From the line that includes "Indicate every instance of the wheel" to the last line of the data, quote each line precisely; both boundary lines belong in the answer.

··· Stored data

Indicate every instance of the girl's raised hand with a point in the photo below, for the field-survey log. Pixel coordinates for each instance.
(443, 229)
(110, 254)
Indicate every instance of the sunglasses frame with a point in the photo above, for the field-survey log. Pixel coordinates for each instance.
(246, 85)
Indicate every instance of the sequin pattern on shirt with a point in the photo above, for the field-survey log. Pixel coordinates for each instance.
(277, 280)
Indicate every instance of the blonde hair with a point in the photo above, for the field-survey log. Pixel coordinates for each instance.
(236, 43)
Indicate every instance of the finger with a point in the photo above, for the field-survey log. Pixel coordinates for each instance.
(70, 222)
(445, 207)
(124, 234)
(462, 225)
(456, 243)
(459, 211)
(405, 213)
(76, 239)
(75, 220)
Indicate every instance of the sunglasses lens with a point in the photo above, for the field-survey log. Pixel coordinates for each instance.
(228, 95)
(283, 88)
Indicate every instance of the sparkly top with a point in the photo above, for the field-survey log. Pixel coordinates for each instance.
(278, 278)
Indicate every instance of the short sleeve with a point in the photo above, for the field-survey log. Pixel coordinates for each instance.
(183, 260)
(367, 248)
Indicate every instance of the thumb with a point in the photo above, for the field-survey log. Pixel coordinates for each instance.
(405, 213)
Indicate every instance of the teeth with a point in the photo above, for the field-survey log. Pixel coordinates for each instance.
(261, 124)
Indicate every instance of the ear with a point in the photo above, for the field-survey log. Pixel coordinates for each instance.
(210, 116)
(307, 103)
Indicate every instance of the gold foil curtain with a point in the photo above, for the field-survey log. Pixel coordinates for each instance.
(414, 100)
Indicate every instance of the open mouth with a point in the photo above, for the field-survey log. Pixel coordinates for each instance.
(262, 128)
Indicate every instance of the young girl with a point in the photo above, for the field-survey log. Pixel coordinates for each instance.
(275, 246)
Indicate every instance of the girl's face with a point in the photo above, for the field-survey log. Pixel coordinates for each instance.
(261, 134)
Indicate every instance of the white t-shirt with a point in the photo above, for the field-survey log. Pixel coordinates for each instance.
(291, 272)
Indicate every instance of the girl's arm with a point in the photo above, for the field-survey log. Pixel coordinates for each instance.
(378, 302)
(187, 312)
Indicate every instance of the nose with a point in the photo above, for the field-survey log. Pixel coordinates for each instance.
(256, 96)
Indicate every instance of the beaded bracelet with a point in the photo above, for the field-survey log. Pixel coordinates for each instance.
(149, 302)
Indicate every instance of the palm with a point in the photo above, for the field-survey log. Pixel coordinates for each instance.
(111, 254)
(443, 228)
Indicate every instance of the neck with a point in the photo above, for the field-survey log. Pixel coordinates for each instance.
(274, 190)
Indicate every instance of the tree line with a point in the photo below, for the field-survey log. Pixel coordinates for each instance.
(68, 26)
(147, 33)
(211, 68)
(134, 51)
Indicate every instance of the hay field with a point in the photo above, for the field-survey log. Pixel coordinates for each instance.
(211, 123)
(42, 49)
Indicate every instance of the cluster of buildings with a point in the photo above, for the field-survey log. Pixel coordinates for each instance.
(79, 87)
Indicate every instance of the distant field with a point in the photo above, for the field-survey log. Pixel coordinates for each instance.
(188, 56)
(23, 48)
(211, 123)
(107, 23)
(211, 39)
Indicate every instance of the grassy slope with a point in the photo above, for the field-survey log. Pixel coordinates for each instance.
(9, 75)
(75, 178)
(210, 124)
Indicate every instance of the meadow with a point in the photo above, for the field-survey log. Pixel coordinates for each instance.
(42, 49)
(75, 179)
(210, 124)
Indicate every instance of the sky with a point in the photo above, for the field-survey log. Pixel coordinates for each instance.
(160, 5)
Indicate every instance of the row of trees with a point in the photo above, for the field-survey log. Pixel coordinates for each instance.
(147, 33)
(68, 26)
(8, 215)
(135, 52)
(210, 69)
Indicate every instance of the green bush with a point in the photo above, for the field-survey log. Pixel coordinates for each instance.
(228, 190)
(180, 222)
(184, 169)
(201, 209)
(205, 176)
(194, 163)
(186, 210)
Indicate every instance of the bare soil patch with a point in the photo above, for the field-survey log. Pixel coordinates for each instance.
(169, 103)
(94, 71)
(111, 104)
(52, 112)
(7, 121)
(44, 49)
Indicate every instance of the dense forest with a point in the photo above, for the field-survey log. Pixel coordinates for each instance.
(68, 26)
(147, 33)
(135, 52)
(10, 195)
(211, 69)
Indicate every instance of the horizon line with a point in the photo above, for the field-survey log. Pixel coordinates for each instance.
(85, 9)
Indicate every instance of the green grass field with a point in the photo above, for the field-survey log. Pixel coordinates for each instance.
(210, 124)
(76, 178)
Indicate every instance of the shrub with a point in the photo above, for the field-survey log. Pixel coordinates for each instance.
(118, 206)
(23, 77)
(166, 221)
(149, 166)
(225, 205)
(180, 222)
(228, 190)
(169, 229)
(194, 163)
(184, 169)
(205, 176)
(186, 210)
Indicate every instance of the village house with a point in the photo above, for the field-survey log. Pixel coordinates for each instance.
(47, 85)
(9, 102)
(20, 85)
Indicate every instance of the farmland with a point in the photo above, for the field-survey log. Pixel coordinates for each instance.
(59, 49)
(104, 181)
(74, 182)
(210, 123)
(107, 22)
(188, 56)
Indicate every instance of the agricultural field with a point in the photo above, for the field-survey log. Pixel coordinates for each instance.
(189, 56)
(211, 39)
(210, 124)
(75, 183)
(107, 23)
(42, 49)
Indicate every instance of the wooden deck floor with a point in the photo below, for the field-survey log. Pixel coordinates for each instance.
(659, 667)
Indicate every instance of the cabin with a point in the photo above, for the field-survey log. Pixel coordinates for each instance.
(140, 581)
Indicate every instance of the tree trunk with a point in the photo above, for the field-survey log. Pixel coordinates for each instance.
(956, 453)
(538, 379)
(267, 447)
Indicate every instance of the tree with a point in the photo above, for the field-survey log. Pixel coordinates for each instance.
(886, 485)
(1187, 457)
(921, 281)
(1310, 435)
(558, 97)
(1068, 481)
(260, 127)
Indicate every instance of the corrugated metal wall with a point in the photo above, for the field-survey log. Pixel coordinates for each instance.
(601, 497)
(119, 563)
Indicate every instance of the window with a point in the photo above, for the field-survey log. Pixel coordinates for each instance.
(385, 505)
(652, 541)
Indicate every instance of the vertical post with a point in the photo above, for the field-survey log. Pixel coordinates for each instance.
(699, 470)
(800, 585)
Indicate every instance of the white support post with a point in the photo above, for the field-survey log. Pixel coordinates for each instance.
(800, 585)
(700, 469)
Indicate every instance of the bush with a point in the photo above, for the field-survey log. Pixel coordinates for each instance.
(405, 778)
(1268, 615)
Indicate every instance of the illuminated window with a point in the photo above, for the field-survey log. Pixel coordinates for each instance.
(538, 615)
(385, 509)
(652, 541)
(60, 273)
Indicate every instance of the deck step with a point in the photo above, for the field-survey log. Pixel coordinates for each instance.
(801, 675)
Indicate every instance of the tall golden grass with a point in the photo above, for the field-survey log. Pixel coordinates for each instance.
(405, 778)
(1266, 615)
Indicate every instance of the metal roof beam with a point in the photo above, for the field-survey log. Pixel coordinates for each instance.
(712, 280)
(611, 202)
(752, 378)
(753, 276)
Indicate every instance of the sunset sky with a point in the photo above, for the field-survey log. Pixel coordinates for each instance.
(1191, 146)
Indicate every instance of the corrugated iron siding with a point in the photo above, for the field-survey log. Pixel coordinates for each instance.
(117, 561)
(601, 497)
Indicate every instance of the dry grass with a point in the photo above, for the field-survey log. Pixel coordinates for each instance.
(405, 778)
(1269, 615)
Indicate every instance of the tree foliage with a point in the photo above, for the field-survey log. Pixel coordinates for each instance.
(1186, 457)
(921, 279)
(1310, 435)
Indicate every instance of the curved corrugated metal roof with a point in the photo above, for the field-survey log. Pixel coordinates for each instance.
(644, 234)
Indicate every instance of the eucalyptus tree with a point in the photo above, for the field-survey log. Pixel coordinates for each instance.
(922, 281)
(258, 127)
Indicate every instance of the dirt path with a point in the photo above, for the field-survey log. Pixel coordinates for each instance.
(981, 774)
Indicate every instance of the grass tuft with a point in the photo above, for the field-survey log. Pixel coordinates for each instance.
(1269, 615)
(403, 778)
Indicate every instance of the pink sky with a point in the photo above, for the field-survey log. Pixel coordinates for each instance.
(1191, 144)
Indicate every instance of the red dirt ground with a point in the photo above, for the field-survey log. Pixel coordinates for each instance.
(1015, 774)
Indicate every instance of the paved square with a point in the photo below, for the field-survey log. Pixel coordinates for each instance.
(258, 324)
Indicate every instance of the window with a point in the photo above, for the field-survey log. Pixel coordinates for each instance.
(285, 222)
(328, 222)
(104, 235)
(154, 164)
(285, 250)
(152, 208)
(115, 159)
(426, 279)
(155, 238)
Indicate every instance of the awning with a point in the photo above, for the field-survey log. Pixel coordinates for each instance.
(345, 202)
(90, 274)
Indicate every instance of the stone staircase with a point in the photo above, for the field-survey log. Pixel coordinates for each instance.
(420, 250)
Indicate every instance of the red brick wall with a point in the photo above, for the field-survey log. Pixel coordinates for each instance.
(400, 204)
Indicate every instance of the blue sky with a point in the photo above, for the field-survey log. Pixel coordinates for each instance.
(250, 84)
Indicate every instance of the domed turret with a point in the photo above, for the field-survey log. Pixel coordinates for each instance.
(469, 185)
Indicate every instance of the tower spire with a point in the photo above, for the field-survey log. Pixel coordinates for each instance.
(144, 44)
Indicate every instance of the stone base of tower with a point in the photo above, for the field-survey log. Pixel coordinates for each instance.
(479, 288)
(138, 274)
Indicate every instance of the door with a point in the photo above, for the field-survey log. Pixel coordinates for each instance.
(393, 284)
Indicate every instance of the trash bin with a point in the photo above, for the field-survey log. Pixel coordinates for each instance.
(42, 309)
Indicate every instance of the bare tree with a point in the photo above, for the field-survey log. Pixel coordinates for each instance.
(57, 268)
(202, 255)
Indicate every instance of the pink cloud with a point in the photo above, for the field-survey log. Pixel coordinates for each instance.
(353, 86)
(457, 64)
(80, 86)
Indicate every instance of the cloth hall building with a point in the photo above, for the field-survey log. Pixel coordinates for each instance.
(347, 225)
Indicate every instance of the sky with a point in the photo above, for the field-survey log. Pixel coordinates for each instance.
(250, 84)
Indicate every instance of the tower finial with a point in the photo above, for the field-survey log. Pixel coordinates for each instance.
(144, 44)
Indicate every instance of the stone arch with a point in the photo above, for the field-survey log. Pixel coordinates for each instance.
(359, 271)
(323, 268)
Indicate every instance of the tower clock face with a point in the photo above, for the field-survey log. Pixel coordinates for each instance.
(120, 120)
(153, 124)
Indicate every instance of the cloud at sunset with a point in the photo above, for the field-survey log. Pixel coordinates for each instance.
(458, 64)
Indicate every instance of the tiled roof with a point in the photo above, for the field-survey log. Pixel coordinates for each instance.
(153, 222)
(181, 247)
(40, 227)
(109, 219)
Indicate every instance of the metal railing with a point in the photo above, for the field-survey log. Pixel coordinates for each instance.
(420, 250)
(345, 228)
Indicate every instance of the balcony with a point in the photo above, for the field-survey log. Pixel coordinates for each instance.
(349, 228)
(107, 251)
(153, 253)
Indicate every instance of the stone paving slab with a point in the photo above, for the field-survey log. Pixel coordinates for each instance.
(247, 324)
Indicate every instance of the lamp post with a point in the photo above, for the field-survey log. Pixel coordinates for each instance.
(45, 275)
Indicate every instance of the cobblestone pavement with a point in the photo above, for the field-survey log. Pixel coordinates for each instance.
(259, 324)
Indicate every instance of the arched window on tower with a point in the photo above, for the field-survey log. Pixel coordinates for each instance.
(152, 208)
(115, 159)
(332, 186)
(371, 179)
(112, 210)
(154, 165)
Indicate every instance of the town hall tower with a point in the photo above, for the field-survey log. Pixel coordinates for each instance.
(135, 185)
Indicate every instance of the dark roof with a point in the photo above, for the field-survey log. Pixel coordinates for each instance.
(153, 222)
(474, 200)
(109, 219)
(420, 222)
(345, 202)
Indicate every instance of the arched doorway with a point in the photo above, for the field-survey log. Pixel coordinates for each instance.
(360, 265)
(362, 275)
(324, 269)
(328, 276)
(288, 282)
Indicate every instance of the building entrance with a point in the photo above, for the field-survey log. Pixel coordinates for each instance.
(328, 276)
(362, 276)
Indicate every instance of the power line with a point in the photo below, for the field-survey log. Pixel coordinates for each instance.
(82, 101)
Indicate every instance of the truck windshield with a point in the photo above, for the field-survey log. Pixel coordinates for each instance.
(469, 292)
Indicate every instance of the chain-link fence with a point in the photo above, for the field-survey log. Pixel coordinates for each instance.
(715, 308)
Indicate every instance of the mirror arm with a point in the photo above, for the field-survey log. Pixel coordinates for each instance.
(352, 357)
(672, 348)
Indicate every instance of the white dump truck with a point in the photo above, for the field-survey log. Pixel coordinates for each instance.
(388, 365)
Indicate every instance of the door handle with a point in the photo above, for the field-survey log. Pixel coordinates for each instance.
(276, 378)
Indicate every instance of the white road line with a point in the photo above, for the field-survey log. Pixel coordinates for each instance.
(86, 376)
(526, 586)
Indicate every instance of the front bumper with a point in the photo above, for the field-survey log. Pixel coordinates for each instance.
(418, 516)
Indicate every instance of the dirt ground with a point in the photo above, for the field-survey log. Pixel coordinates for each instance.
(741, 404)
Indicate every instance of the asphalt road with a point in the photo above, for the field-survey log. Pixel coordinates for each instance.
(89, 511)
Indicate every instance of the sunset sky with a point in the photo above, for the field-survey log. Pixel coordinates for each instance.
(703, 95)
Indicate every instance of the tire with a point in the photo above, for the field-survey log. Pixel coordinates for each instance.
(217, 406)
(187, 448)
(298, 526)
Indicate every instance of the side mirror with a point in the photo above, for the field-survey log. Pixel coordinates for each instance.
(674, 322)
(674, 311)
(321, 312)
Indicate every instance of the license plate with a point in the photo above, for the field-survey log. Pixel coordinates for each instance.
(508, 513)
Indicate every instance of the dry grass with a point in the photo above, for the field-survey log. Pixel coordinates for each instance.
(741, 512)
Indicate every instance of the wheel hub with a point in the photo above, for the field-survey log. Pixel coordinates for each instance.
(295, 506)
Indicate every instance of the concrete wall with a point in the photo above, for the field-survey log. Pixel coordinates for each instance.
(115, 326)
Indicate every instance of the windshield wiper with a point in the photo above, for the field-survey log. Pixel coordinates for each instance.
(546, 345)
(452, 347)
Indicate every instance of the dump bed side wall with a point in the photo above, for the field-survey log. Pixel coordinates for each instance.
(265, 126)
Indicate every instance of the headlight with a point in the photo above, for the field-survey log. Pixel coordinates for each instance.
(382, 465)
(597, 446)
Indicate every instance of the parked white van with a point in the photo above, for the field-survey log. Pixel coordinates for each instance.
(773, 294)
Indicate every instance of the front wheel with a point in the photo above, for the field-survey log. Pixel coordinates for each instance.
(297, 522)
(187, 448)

······

Reply to the exercise:
Indicate every instance of the wheel hub with a point in the photo above, for the field-survey log. Pixel coordinates for each instance.
(295, 506)
Indicate every instance of the concrete wall with a point in the photo above, for the field-survey log. Pixel coordinates for each instance.
(115, 326)
Indicate every instance of the windshield wiper with a point in the photo above, for the field-survey log. Pixel coordinates for each instance.
(546, 345)
(452, 347)
Indicate every instance of the dump bed side wall with a point in the photo above, for the field-survey log. Pixel coordinates for each instance.
(265, 126)
Indicate every instance of the headlight with a point in the photo above, for the field-survey log. Pixel coordinates for each instance.
(382, 465)
(597, 446)
Indicate every instance of the parked white van with a point in the photo above, for the field-survey log. Pixel coordinates for each instance.
(773, 294)
Indicate every instance of the front wheel with a point in the photo above, for the field-survey log. Pixel coordinates for each instance.
(297, 522)
(187, 448)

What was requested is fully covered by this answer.